━━ Recorded information ━━

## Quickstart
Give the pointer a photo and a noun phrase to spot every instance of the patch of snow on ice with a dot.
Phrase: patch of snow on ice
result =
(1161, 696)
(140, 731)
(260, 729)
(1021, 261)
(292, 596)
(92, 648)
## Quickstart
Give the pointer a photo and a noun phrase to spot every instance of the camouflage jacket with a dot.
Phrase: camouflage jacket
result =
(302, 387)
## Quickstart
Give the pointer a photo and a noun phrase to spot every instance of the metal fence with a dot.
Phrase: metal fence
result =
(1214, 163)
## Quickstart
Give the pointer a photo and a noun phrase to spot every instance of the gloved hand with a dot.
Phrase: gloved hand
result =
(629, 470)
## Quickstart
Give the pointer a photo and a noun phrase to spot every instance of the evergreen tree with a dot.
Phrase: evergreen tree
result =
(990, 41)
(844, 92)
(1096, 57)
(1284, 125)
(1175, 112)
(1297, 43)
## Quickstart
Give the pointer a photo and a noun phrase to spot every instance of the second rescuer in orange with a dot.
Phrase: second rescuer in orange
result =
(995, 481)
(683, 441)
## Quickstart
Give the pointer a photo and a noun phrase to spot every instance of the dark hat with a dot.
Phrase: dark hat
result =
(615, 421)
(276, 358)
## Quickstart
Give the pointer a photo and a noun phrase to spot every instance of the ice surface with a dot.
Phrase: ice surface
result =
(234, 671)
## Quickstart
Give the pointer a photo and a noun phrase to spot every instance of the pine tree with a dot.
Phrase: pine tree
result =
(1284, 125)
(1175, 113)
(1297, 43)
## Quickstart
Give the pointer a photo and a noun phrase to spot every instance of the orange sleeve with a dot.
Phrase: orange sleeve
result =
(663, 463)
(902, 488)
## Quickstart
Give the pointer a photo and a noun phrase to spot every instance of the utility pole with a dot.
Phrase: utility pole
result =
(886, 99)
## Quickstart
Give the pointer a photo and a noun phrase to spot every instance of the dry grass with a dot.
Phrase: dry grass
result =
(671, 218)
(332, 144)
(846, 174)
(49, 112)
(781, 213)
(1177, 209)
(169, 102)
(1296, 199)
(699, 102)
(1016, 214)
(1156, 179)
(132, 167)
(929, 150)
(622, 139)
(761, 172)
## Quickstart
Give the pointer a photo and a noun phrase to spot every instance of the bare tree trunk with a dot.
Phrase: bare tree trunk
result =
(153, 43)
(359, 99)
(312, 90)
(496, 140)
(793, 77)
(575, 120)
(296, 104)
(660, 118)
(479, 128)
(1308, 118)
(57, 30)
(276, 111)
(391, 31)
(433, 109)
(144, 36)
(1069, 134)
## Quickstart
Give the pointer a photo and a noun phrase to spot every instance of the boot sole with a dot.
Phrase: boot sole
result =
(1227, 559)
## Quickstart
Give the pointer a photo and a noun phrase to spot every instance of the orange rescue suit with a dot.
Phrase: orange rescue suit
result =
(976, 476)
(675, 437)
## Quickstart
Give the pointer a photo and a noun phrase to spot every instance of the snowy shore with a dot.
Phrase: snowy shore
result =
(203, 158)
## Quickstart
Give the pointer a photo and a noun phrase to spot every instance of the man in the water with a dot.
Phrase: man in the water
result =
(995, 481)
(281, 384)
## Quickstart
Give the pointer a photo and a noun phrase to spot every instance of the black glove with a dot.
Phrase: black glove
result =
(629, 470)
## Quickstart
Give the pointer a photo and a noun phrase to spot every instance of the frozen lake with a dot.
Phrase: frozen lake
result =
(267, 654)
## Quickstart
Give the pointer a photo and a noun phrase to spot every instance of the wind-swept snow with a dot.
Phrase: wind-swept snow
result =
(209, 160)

━━━

Pull every line holding "trunk" out of the records.

Give the pointer a photo and a noun phrase to spot every instance of the bare tree trunk with a dot.
Phrase: bare tree trunk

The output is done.